▸ **Esercizi proposti**
(A) Secondo i dati Istat citati nel testo di lettura, quanti poveri in più hanno prodotto le conseguenze sociali ed economiche della pandemia?
(B) Riscriva il brano del testo di lettura compreso tra "Professoressa Chiara Saraceno" e "è stato colpito?", estremi inclusi, sostituendo "pandemia" con "emergenza sanitaria".
(C) Nel testo di lettura, in quali situazioni possono trovarsi i lavoratori delle famiglie in povertà assoluta che formalmente non risultano disoccupati? Le elenchi tutte.

▸ **Testo di lettura**

^^^^^^^^

Professoressa Chiara Saraceno per l’Istat le conseguenze sociali e economiche innescate dalla pandemia del Covid hanno creato un milione di poveri in più. Chi è stato colpito?
Sono dati tragici, ma non sorprendenti. Cosa ci aspettavano che succedesse in questi mesi con tutte le persone che hanno perso il lavoro, quindi una fonte di reddito, e tra quelle che non hanno perso il lavoro ma il reddito con la cassa integrazione? Molti sono finiti in povertà assoluta. Il dato preoccupante i è che è aumentata la povertà assoluta nelle famiglie di lavoratori. Formalmente non sono disoccupati, saranno in cassa integrazione, hanno la partita Iva, o sono persone che non si dichiarano in cerca di occupazione. La loro occupazione è stata sospesa o è ridotta. Questo significa che l’impoverimento assoluto riguarda una fetta ampia di famiglie che fino all’anno scorso non erano sulla soglia della povertà. Oltre agli operai o agli impiegati, è impressionante l’aumento della povertà nel lavoro autonomo. La crisi ha colpito in maniera particolare qui.

Già nella crisi del 2008 erano aumentate le famiglie dei lavoratori poveri, La nuova crisi li colpisce ancora?
Sì, e questa non è solo una caratteristica italiana. Si sono persi molti redditi principali nelle famiglie, ma anche molti secondi redditi, quelli che di solito permettono di mantenere il nucleo sopra la soglia della povertà. Sono le donne ad avere il secondo reddito, sono loro a fare da cuscinetto di riserva. La crisi le colpisce molto duramente. In questo dramma si conferma anche la maggiore vulnerabilità delle famiglie con figli minori. In tutto questo aumenta infatti la povertà assoluta dei bambini e degli adolescenti. Proprio quelli che oggi sono in didattica a distanza in una scuola interrotta e intermittente a causa dell’epidemia. La Dad danneggia tutti, psicologicamente e relazionalmente, nell’opportunità di apprendimento e sviluppo delle capacità. In più i ragazzi che vivono nelle famiglie colpite dalla crisi soffrono per le condizioni abitative difficili, per i genitori che fanno fatica a mettere insieme il pranzo con la cena, è impossibile. Mi auguro che si pensi a loro, evitando che restino in casa. Si facciano attività di accompagnamento in luoghi sicuri dove possono trovare sostegno.

Il ministro del lavoro Orlando ha annunciato la sua partecipazione al comitato di valutazione del reddito di cittadinanza. Ritiene necessario che sia ampliato e in che modo?

^^^^^^^^

▸ **Elenco riportato**
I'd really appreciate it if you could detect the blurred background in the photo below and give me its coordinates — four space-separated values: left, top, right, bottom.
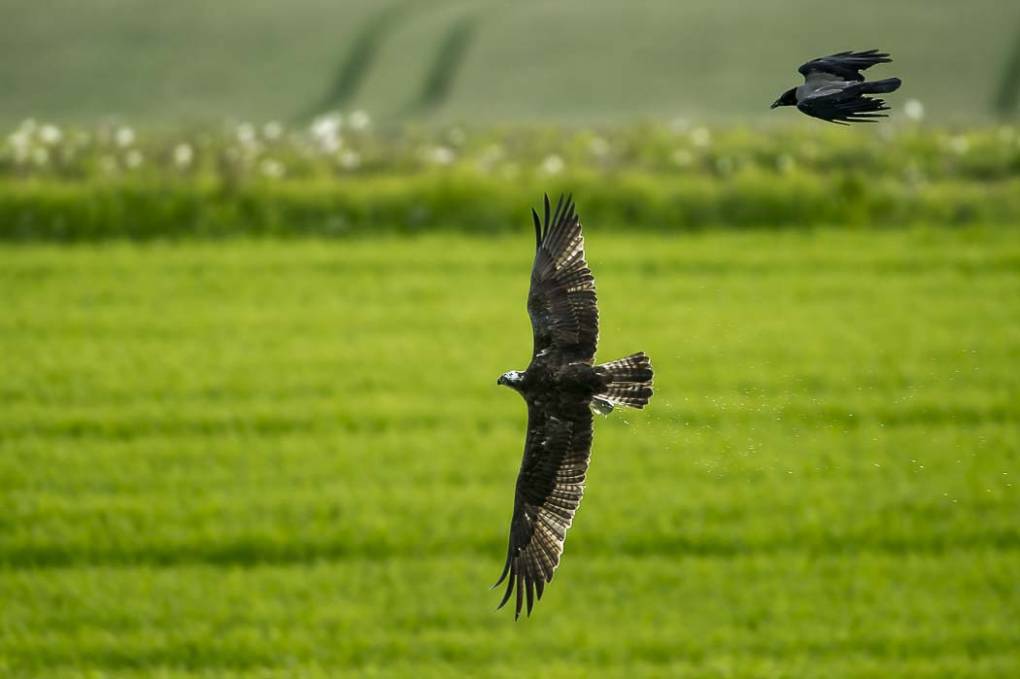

^^^^^^^^

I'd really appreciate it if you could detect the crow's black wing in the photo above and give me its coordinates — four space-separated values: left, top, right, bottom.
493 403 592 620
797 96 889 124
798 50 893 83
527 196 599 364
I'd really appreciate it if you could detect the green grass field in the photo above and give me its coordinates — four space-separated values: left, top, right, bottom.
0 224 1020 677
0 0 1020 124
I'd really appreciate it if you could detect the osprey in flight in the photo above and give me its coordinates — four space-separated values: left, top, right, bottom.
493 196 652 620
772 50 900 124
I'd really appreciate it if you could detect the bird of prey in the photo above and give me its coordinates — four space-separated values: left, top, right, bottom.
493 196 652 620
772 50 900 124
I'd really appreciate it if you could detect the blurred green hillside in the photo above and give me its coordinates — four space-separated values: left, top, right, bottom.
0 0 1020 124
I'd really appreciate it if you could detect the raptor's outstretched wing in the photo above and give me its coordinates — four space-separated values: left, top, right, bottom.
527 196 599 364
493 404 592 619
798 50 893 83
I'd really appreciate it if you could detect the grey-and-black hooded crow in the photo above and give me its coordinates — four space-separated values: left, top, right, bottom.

^^^^^^^^

▸ **Soluzioni degli esercizi**
(A) Un milione di poveri in più.

(B)
Professoressa Chiara Saraceno per l’Istat le conseguenze sociali e economiche innescate dalla emergenza sanitaria del Covid hanno creato un milione di poveri in più. Chi è stato colpito?

(C) In cassa integrazione; titolari di partita Iva; persone che non si dichiarano in cerca di occupazione.